◆ **WORK TASK 1**: Rewrite the interview with José Filipe Costa from "Locarno 2019: Director" up to and including "the Carnation Revolution.", replacing "co-ops" with "cooperatives".
◆ **WORK TASK 2**:
Answer these questions using the interview with José Filipe Costa:
(a) Where did Costa earn his PhD in Cinema?
(b) In what year is A Pleasure, Comrades set?
(c) What is the name of the area in the center of Portugal where the cooperatives were?

◆ **SOURCE EXTRACT**:
Film

Locarno 2019: Director José Filipe Costa Talks ‘A Pleasure, Comrades!’

José Filipe Costa is a filmmaker and lecturer who holds a PhD in Cinema from the Royal College of Art, London.

His latest film, A Pleasure, Comrades (Prazer, Camaradas!), will screen at the 2019 Locarno Film Festival this month. Set in 1975 post-Carnation Revolution Portugal, the film follows a group of foreigners who come to help out in newly formed co-ops. But their progressive views on customs and sexuality soon clash with local mores.


Q: I understand ‘A Pleasure, Comrades!’ was born out of oral accounts and literary texts. Can you tell us about those resources and what drew you personally to them?

A: Those oral accounts and literary texts are very rich, as it condenses a lot of stories and impressions about a very important period of transformation in Portugal, in the sequence of the Carnation Revolution.

What fascinated me were the stories related to intimacy, habits, sexuality and the role of the men and women. Most of those stories were written by foreigners or Portuguese coming from the city to help out in cooperatives in the center of Portugal, an area called Ribatejo. And they all were struck by the differences between their style of lives and those who lived in rural areas. The Revolution was intended to change not only politically but also the daily life, the conceptions of love and wedding, family, etc.

◆ **DATASET ENTRIES**:
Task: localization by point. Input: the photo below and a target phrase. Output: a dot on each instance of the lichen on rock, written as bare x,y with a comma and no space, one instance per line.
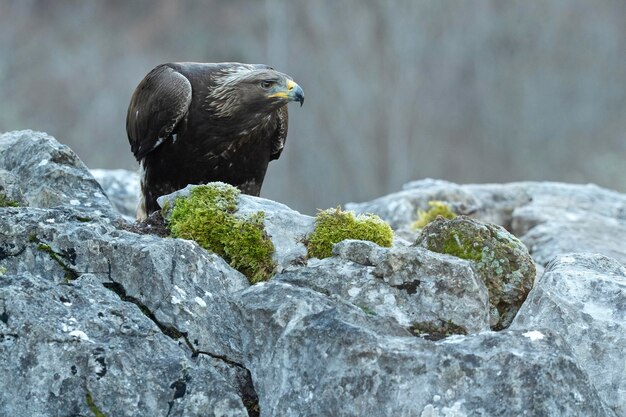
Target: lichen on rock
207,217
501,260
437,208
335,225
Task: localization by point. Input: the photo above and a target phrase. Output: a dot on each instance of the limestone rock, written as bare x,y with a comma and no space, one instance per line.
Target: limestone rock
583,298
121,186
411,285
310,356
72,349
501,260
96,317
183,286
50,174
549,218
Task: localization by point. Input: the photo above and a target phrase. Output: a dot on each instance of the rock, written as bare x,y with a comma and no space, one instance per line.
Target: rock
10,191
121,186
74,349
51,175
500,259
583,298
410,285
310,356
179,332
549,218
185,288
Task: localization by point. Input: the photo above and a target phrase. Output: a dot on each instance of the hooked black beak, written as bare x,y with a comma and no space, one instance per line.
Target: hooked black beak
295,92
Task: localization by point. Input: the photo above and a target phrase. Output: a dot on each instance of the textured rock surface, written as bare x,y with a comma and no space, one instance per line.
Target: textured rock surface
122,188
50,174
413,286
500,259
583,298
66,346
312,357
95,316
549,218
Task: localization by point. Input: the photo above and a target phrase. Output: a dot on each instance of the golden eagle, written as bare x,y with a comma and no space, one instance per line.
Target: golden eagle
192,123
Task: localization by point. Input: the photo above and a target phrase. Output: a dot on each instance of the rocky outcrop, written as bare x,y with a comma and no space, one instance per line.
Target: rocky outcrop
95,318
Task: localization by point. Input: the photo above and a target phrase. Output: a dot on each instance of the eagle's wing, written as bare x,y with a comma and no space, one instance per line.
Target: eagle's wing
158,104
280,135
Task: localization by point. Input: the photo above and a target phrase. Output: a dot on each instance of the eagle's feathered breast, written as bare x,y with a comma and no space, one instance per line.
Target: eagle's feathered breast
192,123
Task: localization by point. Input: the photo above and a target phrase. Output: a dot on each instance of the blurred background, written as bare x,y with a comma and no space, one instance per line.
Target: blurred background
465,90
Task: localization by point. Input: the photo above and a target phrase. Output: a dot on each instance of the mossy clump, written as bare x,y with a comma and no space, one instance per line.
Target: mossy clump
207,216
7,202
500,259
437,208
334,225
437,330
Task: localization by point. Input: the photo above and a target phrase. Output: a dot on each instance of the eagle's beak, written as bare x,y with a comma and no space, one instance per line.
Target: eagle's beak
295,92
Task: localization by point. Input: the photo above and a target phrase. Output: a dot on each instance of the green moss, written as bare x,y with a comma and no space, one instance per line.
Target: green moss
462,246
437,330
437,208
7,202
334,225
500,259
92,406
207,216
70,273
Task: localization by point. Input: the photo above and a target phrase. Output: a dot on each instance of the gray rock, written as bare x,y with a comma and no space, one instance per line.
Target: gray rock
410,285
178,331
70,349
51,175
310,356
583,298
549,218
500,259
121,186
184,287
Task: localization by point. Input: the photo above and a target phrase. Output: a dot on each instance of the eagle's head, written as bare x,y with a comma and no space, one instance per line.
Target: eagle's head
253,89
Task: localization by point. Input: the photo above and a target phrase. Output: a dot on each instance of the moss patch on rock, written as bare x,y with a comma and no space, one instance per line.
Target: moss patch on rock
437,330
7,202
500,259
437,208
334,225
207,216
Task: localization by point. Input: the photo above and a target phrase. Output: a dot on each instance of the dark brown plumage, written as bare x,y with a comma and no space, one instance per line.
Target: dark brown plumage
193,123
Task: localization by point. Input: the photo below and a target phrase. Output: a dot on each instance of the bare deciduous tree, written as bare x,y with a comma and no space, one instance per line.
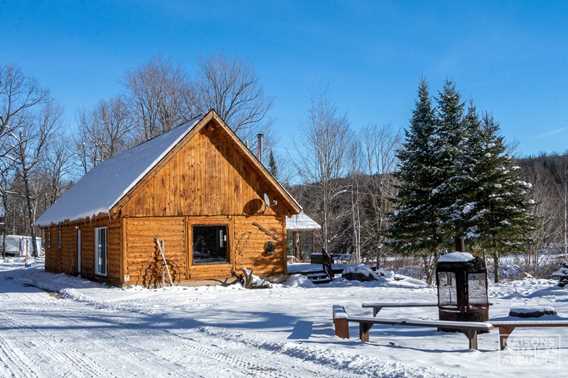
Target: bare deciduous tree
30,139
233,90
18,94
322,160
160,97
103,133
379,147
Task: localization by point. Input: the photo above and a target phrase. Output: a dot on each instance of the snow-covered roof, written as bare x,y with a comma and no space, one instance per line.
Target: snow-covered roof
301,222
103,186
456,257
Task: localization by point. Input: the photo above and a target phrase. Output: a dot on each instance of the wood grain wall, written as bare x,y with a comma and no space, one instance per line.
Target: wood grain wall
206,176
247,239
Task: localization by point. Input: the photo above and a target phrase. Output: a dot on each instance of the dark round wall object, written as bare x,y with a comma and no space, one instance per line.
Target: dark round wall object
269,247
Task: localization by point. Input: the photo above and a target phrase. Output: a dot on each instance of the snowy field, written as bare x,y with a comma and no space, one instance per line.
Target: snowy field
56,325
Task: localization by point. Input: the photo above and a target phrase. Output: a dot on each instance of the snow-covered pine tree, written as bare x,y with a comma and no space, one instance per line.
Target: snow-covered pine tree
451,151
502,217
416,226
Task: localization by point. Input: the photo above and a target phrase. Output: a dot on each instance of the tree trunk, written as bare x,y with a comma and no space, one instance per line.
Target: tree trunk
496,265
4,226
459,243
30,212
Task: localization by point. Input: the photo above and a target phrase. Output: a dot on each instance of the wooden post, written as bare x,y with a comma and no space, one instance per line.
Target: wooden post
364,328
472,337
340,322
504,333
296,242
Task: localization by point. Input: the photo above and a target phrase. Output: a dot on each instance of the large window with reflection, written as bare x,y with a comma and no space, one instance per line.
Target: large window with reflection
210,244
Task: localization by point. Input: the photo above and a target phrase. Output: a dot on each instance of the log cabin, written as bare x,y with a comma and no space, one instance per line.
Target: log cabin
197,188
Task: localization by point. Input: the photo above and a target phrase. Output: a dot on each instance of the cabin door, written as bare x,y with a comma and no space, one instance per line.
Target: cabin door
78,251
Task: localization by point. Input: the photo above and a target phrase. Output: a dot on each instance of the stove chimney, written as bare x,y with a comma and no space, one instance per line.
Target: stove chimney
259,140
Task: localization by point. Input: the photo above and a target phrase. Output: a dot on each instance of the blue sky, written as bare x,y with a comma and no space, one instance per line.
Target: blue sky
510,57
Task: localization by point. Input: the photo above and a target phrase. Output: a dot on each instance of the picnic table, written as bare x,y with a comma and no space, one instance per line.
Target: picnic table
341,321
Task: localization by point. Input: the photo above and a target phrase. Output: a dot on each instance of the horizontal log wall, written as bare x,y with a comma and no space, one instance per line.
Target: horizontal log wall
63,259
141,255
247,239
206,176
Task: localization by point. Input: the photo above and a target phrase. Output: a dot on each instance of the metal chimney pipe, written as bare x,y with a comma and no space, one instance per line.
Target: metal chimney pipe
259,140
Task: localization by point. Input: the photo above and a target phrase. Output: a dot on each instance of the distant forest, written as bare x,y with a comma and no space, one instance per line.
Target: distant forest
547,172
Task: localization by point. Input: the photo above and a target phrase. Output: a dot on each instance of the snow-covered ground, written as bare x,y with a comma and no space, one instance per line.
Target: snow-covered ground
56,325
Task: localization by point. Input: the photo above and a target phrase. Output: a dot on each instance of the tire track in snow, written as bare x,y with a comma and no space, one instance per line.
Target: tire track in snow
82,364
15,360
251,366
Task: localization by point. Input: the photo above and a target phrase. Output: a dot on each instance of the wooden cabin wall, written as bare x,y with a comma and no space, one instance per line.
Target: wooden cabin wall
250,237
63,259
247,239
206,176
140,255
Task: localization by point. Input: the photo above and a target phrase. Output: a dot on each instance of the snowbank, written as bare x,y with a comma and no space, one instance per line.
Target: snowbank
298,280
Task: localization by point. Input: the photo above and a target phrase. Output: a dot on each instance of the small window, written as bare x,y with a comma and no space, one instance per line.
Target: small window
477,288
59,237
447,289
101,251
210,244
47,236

--

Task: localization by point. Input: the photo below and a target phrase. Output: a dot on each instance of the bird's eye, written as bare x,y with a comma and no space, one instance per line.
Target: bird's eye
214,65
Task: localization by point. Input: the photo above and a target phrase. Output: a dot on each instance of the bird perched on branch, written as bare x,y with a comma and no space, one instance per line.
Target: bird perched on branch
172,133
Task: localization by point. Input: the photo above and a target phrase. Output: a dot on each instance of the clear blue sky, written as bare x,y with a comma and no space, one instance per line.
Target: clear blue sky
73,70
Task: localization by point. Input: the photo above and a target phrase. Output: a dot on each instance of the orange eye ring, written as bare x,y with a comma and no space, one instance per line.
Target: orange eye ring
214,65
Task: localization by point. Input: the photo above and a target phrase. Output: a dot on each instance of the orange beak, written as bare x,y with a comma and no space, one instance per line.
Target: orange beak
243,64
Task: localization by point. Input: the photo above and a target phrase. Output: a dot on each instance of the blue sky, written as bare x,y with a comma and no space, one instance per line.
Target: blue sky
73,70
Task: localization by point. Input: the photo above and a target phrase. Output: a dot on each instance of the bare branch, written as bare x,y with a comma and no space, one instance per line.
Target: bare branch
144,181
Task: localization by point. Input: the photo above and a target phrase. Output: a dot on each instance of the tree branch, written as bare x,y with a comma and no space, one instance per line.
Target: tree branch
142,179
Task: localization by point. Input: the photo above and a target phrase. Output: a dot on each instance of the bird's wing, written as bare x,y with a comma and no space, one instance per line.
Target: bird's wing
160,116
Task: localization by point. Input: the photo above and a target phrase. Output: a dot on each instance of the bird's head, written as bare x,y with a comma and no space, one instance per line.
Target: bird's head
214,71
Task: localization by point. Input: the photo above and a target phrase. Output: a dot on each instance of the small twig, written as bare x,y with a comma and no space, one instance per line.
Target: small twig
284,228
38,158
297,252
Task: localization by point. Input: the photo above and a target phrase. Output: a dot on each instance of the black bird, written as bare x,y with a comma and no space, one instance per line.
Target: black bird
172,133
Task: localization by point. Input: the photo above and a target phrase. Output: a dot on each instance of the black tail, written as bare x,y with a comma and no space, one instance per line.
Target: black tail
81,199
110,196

◆ **YOUR SOLUTION 1**:
Locarno 2019: Director José Filipe Costa Talks ‘A Pleasure, Comrades!’

José Filipe Costa is a filmmaker and lecturer who holds a PhD in Cinema from the Royal College of Art, London.

His latest film, A Pleasure, Comrades (Prazer, Camaradas!), will screen at the 2019 Locarno Film Festival this month. Set in 1975 post-Carnation Revolution Portugal, the film follows a group of foreigners who come to help out in newly formed cooperatives. But their progressive views on customs and sexuality soon clash with local mores.


Q: I understand ‘A Pleasure, Comrades!’ was born out of oral accounts and literary texts. Can you tell us about those resources and what drew you personally to them?

A: Those oral accounts and literary texts are very rich, as it condenses a lot of stories and impressions about a very important period of transformation in Portugal, in the sequence of the Carnation Revolution.

◆ **YOUR SOLUTION 2**:
(a) The Royal College of Art, London.
(b) 1975.
(c) Ribatejo.